Records from a data collection —
□ □ □ □ □ □ □

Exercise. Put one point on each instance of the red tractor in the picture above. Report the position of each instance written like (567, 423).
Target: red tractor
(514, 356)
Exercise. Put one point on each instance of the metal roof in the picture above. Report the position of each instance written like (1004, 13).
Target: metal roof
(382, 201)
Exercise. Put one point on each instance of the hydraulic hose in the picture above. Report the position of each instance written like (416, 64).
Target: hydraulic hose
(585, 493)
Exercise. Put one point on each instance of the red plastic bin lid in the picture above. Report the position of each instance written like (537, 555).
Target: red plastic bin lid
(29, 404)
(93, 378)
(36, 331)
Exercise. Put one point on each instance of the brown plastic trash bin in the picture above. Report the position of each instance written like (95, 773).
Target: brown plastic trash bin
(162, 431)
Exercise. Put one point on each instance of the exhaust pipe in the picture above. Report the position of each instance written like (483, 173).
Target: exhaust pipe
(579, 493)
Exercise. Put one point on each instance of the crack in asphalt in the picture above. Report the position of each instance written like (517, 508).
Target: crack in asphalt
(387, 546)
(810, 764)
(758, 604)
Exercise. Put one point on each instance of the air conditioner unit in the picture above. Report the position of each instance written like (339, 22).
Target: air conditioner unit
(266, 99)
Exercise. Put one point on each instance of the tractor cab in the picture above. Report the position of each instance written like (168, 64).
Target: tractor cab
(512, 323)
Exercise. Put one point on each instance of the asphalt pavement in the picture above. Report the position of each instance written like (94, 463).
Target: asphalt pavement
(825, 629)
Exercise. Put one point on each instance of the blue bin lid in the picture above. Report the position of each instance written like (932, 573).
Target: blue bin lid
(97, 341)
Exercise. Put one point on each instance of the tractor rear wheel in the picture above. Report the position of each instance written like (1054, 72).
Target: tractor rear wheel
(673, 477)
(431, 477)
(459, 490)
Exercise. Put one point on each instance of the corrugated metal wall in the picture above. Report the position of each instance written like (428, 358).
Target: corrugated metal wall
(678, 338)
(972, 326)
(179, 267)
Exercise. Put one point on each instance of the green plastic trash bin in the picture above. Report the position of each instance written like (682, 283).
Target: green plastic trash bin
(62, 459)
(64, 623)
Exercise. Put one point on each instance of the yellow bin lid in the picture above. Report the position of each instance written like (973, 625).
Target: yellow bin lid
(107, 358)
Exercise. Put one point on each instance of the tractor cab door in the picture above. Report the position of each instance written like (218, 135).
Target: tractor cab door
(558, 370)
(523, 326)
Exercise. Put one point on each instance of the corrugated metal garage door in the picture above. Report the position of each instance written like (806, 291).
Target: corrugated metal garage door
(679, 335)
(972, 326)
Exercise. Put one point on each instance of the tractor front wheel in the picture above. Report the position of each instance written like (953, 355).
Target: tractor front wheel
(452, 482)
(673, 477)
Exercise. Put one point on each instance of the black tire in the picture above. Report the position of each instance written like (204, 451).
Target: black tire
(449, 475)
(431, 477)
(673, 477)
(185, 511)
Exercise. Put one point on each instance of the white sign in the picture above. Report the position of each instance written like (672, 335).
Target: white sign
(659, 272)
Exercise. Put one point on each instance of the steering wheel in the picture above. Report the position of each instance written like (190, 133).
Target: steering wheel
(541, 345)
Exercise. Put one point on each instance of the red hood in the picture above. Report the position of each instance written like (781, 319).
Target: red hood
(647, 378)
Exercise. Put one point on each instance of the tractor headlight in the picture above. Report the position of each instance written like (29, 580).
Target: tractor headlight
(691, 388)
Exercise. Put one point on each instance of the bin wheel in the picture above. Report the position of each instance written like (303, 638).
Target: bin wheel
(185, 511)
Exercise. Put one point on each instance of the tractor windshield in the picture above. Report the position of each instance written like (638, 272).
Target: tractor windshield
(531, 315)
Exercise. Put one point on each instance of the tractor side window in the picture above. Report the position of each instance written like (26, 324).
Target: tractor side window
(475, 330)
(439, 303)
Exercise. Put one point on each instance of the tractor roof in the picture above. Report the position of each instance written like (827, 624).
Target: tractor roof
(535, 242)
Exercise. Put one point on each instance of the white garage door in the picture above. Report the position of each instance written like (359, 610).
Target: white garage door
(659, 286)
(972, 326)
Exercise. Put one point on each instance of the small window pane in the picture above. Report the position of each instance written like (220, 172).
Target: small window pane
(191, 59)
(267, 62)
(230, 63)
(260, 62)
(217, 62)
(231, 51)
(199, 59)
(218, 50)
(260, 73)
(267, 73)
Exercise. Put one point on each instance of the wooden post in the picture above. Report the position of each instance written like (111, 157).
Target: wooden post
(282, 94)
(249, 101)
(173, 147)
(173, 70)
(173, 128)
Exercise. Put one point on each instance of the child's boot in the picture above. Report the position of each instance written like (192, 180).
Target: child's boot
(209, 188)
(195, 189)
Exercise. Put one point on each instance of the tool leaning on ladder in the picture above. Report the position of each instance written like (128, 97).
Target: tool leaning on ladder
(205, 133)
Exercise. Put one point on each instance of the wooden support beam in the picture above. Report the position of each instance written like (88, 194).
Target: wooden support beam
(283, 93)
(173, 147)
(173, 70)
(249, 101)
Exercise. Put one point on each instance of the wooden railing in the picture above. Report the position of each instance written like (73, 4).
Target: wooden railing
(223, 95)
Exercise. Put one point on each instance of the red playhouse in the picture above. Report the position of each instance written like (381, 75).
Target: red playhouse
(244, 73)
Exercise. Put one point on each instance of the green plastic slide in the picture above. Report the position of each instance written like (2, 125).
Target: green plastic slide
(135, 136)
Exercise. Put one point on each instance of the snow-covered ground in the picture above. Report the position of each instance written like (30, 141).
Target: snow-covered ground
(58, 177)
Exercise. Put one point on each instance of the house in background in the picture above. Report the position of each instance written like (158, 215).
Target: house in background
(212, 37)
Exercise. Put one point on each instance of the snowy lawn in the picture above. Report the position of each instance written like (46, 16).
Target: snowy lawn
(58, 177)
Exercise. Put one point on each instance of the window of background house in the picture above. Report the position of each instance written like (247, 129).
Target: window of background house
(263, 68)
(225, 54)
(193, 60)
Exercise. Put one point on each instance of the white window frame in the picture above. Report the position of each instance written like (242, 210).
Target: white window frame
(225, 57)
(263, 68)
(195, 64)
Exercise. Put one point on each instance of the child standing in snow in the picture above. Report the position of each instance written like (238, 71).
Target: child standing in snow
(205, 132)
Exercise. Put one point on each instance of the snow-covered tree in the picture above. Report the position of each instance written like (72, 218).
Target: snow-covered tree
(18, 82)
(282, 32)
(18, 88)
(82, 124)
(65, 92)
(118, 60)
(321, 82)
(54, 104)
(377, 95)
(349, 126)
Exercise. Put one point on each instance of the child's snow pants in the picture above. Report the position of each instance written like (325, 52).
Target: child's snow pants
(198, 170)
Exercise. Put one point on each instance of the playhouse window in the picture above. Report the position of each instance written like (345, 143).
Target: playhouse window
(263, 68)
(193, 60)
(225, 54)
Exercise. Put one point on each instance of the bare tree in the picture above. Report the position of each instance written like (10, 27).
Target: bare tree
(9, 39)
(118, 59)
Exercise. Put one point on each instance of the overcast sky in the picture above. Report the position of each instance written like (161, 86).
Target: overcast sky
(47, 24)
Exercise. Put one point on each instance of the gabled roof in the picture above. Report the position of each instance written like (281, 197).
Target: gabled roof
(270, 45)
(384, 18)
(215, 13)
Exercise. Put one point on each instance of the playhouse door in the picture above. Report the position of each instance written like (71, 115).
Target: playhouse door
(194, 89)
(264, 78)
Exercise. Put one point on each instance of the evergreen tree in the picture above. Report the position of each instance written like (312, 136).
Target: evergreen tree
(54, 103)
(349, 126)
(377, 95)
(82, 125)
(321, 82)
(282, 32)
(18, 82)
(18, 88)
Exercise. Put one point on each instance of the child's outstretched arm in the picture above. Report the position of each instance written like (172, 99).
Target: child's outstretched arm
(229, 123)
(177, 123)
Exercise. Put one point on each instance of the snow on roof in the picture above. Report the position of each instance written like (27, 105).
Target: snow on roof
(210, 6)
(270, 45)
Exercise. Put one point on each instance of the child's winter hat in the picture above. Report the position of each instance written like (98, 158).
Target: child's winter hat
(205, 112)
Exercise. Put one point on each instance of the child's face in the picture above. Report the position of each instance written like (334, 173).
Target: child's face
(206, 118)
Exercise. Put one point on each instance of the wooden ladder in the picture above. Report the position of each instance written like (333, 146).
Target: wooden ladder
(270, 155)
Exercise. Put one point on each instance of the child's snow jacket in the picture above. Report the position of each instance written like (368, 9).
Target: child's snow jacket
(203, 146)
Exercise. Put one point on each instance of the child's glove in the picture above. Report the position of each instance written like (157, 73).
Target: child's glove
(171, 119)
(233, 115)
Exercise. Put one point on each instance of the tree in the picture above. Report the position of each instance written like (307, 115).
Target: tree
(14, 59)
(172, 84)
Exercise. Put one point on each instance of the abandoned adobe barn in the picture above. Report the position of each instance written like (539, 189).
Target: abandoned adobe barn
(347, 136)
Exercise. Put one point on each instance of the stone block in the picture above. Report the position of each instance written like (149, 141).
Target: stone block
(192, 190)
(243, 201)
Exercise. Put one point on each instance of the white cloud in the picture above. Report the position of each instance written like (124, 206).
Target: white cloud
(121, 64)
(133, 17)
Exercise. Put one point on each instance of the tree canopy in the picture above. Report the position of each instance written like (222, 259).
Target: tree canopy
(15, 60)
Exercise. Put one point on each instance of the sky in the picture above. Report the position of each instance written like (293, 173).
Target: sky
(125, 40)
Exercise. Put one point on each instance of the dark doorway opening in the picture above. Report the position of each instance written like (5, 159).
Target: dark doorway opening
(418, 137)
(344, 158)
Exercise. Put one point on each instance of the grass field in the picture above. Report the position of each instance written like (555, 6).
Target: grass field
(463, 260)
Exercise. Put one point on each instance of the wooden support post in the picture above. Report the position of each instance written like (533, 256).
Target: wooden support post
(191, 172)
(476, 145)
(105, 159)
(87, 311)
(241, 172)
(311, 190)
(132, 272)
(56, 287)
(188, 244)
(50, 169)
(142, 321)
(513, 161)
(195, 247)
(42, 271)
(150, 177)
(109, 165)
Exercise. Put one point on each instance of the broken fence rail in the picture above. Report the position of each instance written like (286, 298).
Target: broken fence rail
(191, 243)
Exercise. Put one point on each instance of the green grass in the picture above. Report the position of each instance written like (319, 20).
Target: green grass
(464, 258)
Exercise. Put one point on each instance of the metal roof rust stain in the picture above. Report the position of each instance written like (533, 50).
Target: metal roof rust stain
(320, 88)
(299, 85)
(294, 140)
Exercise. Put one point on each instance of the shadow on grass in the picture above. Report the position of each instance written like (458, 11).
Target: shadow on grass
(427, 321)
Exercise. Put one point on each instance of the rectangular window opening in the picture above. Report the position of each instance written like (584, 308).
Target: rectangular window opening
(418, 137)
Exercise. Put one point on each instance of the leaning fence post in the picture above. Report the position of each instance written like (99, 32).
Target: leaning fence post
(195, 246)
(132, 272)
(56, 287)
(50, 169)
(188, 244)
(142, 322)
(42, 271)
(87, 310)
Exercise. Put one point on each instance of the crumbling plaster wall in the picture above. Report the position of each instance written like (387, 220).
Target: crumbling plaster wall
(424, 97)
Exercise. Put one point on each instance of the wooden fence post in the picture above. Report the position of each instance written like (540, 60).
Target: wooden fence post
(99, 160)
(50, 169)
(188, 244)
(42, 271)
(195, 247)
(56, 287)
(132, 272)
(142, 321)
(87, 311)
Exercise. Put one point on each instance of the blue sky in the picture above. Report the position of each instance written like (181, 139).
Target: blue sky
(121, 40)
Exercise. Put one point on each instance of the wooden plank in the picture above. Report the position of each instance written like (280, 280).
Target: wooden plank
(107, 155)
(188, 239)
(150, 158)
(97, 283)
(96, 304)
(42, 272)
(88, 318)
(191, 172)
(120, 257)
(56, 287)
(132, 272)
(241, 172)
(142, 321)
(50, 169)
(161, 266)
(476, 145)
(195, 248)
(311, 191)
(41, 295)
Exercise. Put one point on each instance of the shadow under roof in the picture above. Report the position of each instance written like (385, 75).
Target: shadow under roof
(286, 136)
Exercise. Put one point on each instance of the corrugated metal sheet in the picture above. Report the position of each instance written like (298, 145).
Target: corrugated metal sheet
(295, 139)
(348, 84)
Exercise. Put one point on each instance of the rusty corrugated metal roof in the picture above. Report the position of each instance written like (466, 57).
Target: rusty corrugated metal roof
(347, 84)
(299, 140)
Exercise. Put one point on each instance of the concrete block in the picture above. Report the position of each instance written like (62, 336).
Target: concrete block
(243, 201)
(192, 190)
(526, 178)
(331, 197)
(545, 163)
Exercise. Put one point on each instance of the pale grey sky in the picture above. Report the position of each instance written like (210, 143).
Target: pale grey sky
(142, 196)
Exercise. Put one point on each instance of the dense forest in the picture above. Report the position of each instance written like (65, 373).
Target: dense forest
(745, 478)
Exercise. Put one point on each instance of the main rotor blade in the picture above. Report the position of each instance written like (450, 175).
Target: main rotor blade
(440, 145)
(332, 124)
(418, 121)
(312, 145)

□ □ □ □ □ □ □

Task description — Reproduce, word for word and in full, only the lines above that start at the line with "Exercise. Put one point on each instance of the snow on" and run through the line with "Exercise. Put one point on each instance of the child's face", both ends included.

Response area —
Exercise. Put one point on each instance of the snow on roof in the picture above. Report the position of each instance written like (27, 105).
Target: snow on roof
(210, 6)
(270, 45)
Exercise. Put one point on each instance of the child's winter hat in the picture above. Report the position of each instance written like (98, 158).
Target: child's winter hat
(205, 112)
Exercise. Put one point on each instance of the child's face in the picture above. Report the position of each instance written like (334, 173).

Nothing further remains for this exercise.